**THE RECORDS:**
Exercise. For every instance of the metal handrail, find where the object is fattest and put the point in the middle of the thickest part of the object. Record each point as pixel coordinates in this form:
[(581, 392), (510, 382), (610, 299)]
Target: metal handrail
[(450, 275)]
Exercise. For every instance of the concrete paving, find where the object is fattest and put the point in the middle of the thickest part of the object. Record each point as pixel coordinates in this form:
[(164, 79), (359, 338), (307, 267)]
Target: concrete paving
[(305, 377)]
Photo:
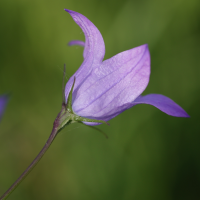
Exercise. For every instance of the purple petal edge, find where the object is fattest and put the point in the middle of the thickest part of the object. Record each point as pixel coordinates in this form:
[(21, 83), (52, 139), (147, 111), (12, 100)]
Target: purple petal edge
[(76, 42), (3, 102), (163, 103)]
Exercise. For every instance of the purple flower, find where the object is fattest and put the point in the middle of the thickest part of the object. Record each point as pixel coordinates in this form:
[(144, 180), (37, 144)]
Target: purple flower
[(3, 102), (104, 89)]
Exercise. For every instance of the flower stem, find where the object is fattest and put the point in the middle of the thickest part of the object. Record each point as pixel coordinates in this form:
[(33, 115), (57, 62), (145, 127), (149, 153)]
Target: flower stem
[(35, 161)]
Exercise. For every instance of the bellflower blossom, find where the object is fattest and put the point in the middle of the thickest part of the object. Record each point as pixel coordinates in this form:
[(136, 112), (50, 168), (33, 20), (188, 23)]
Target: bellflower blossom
[(3, 102), (104, 89)]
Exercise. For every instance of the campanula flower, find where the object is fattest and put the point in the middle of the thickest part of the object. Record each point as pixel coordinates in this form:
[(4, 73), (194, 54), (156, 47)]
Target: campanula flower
[(3, 102), (104, 89)]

**REQUIRED WORK:**
Copy every item above exactly as it appears, leaving out the pictures.

**EXPECTED ANSWER:**
Exercise. For every instance of the metal handrail, find where the object is fattest and put the point in the middle of the thickest part of the object. Record each point as pixel coordinates in this form:
[(581, 392), (510, 382), (610, 299)]
Target: metal handrail
[(450, 275)]
Exercise. For every instance of the concrete paving, find where the object is fattest and put the point in the middle of the thickest part of the object. Record each point as pixel coordinates in this form:
[(164, 79), (359, 338), (307, 267)]
Target: concrete paving
[(305, 377)]
Photo:
Exercise. For every instance of the purple petal edge, find where the object is fattest and put the point in the middle of the thickest part of the object. Record each point as pixel coordinates in this form:
[(21, 83), (52, 139), (147, 111), (12, 100)]
Target: purple petal edge
[(76, 42), (3, 102), (163, 103)]
Exercise. For every instance of the purple flower, find where the object is fattest and put the point in the middle of the thickest part of the object. Record each point as pixel coordinates in this form:
[(144, 180), (37, 144)]
Target: purple flower
[(3, 102), (104, 89)]
Exercise. For every instance of the flower stem, find where the object is fattest and put the point in the middle of the thickest part of the object. Record each point as pixel coordinates in this form:
[(33, 115), (57, 62), (145, 127), (149, 153)]
Target: flower stem
[(35, 161)]
Exercise. For every instance of the bellflower blossom, find where the object is fattest and put the point in the middle of the thickest part of the object. Record each point as pixel coordinates in this form:
[(136, 112), (50, 168), (33, 20), (188, 23)]
Target: bellflower blossom
[(3, 102), (104, 89)]
Exercise. For every instance of the campanula flower, find where the object is fattest and put the point in the middle of the thickest part of the object. Record each point as pixel coordinates in this form:
[(4, 73), (194, 54), (156, 47)]
Target: campanula flower
[(3, 102), (104, 89)]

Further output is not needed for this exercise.